Reproduce each of the following items word for word, with no changes.
* BEGIN *
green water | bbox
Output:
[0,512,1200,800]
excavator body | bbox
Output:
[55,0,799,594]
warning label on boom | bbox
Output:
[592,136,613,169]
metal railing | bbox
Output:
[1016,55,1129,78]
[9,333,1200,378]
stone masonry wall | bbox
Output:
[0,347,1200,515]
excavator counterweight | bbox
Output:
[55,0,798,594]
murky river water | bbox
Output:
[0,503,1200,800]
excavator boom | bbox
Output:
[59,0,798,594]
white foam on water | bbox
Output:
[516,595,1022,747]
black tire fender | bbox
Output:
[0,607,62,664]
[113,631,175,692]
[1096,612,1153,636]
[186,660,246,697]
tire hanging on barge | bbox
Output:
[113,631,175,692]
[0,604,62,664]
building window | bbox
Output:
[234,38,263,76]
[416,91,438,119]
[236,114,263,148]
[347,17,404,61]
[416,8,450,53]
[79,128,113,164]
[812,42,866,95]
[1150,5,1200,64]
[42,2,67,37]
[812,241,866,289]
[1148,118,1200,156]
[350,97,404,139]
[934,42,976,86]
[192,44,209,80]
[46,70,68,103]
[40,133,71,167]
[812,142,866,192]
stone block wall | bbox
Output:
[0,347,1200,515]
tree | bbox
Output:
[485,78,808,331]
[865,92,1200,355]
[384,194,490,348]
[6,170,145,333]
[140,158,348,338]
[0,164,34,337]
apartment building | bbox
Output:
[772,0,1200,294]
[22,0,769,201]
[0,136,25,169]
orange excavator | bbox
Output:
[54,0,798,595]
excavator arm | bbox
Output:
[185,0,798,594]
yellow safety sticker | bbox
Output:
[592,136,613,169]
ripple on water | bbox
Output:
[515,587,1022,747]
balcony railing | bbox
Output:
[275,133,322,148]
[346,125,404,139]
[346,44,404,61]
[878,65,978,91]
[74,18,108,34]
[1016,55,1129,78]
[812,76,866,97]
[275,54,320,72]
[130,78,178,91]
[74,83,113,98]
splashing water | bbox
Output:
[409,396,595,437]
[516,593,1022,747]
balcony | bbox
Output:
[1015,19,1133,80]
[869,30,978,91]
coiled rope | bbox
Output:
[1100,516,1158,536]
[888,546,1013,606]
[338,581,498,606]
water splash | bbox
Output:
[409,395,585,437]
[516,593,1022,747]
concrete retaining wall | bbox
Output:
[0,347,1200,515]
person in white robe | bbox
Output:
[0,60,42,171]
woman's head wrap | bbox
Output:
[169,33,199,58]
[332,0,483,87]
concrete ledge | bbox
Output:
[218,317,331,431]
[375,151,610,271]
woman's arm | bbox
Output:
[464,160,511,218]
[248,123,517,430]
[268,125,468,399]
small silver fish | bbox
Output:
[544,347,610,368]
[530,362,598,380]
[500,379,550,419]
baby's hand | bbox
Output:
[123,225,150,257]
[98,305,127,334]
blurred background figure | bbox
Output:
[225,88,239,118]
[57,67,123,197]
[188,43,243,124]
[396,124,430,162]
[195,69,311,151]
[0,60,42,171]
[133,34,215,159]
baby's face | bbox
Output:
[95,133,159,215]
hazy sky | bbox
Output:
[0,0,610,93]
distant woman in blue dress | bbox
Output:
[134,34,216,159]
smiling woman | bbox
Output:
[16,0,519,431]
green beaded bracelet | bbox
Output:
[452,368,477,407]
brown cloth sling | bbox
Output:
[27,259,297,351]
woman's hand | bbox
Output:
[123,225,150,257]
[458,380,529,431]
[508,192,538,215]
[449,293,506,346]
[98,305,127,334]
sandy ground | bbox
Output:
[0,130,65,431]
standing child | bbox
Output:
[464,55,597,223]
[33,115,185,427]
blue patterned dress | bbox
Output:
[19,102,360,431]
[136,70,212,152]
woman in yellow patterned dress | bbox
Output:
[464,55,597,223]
* END *
▶ _Task answer_:
green water | bbox
Output:
[0,512,1200,800]
excavator body | bbox
Output:
[55,0,799,594]
warning label on boom | bbox
Output:
[592,136,613,169]
metal railing | bbox
Output:
[1016,55,1129,78]
[9,333,1200,378]
stone masonry wall | bbox
Output:
[0,347,1200,515]
excavator counterweight | bbox
Output:
[55,0,798,594]
murky river water | bbox
Output:
[0,503,1200,800]
excavator boom | bbox
Output:
[59,0,798,594]
white foam on water | bbox
Output:
[516,595,1022,747]
black tire fender | bbox
Output:
[0,607,62,664]
[113,631,175,692]
[1096,612,1153,636]
[186,660,246,697]
tire hanging on barge | bbox
Output:
[113,631,175,692]
[0,604,62,664]
building window | bbox
Output:
[234,38,263,76]
[416,91,438,119]
[236,114,263,148]
[347,17,404,61]
[416,8,450,53]
[79,128,113,164]
[812,42,866,95]
[1150,5,1200,64]
[42,2,67,37]
[812,241,866,289]
[1148,118,1200,156]
[350,97,404,139]
[934,42,976,86]
[192,44,209,80]
[46,70,68,103]
[40,133,71,167]
[812,142,866,192]
stone block wall | bbox
Output:
[0,347,1200,515]
tree | bbox
Output:
[485,78,808,331]
[865,92,1200,355]
[384,194,490,348]
[6,170,145,333]
[140,158,348,338]
[0,164,34,337]
apartment building | bbox
Output:
[772,0,1200,294]
[22,0,769,201]
[0,136,25,169]
orange excavator | bbox
Output:
[54,0,798,595]
excavator arm | bbox
Output:
[185,0,798,594]
yellow safety sticker | bbox
Output:
[592,136,613,169]
ripple on water | bbox
Output:
[515,587,1022,747]
balcony railing | bbox
Output:
[275,133,322,148]
[346,125,404,139]
[346,44,404,61]
[878,65,978,91]
[74,18,108,34]
[1016,55,1129,78]
[812,76,866,97]
[275,54,320,72]
[130,78,178,91]
[74,83,113,98]
splashing water | bbox
Output:
[409,396,595,437]
[516,593,1022,747]
balcony | bbox
Output:
[1015,19,1133,80]
[869,30,978,91]
coiled rope | bbox
Output:
[1100,516,1158,536]
[888,546,1013,606]
[338,581,498,606]
water splash | bbox
Output:
[409,395,585,437]
[516,593,1022,747]
concrete retaining wall | bbox
Output:
[0,347,1200,515]
person in white robe | bbox
Output:
[0,60,42,171]
woman's head wrap | bbox
Output:
[169,33,199,58]
[332,0,483,87]
concrete ledge | bbox
Output:
[218,317,331,431]
[375,151,610,271]
woman's arm | bbox
Output:
[464,160,511,218]
[248,123,517,430]
[268,125,468,399]
small silver fish | bbox
Output:
[544,347,610,368]
[530,362,598,380]
[500,379,550,419]
baby's hand | bbox
Output:
[123,225,150,257]
[98,305,127,334]
blurred background figure | bbox
Output:
[225,88,239,118]
[57,67,123,197]
[188,43,243,124]
[396,124,430,162]
[195,69,311,151]
[0,60,42,171]
[133,34,215,159]
baby's face | bbox
Output:
[95,133,159,215]
hazy sky | bbox
Output:
[0,0,610,93]
distant woman in blue dress | bbox
Output:
[134,34,216,159]
smiling woman | bbox
Output:
[16,0,519,431]
green beaded bracelet | bbox
Output:
[452,368,477,407]
brown cloth sling | bbox
Output:
[27,259,297,351]
woman's hand | bbox
Output:
[123,225,150,257]
[458,380,529,431]
[508,192,538,215]
[449,293,506,346]
[98,305,127,334]
sandy ground | bbox
Output:
[0,130,65,431]
standing child | bbox
Output:
[464,55,597,223]
[33,115,185,427]
blue patterned dress | bbox
Output:
[19,102,360,431]
[136,70,212,152]
woman in yellow patterned dress | bbox
Output:
[464,55,597,223]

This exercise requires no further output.